(Stored data)
== Segment start ==

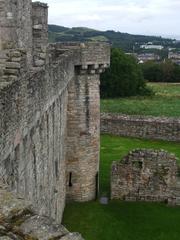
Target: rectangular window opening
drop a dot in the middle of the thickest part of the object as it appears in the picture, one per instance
(70, 179)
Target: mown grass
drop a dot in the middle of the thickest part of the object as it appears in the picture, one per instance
(124, 220)
(165, 102)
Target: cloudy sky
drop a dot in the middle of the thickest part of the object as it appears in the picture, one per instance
(160, 17)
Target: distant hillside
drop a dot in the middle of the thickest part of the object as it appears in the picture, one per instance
(123, 40)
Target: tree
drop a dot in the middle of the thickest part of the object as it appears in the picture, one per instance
(161, 72)
(123, 78)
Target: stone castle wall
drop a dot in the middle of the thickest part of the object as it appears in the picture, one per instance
(49, 106)
(141, 127)
(146, 175)
(19, 220)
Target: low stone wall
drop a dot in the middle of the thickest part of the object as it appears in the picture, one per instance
(18, 220)
(141, 127)
(146, 175)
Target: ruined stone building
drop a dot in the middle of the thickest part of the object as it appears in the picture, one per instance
(146, 175)
(49, 110)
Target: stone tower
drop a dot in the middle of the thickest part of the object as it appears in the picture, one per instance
(49, 110)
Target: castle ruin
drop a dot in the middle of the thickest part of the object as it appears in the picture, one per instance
(49, 110)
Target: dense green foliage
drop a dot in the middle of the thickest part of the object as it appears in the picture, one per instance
(165, 102)
(161, 72)
(121, 40)
(123, 220)
(123, 78)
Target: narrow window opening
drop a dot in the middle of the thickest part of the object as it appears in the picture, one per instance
(70, 179)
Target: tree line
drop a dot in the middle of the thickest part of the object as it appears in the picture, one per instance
(126, 77)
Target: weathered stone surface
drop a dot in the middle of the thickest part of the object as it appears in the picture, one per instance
(35, 105)
(141, 127)
(27, 225)
(145, 175)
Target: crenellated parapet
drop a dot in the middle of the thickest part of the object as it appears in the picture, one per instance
(49, 110)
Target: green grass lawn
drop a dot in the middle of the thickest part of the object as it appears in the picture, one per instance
(165, 102)
(124, 220)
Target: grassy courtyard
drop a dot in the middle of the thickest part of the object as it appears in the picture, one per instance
(121, 220)
(165, 102)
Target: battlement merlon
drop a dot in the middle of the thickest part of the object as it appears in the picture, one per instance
(89, 57)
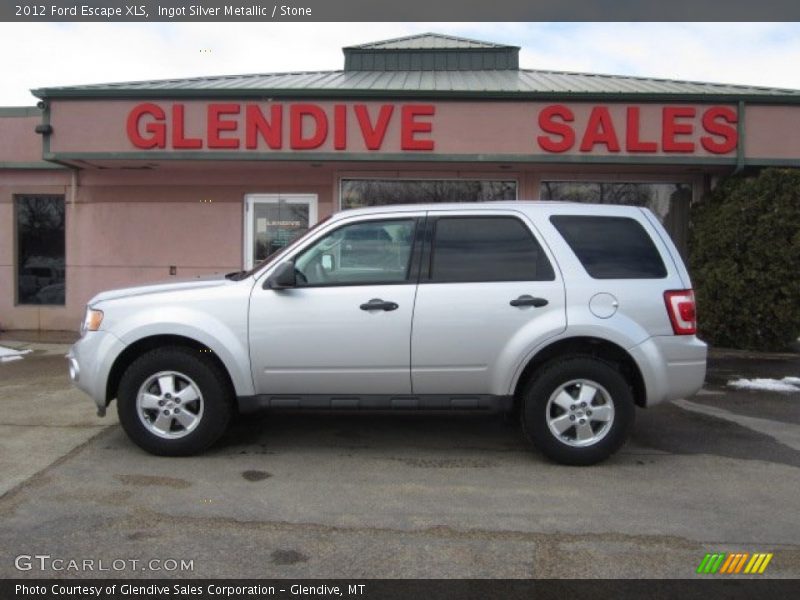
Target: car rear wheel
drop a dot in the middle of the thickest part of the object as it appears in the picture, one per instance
(174, 401)
(578, 411)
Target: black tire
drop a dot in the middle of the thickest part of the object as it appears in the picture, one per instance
(188, 365)
(570, 375)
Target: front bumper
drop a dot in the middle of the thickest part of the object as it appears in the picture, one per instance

== Segment end ==

* [Goal of the exercise] There is a line above that contains "Target: front bumper". Copy it and all later lines through the last, exactly, and leave out the rest.

* [Exercise output]
Target: front bumper
drop a dot in the middle of the thickest part of the object as it appears in the picture, one per instance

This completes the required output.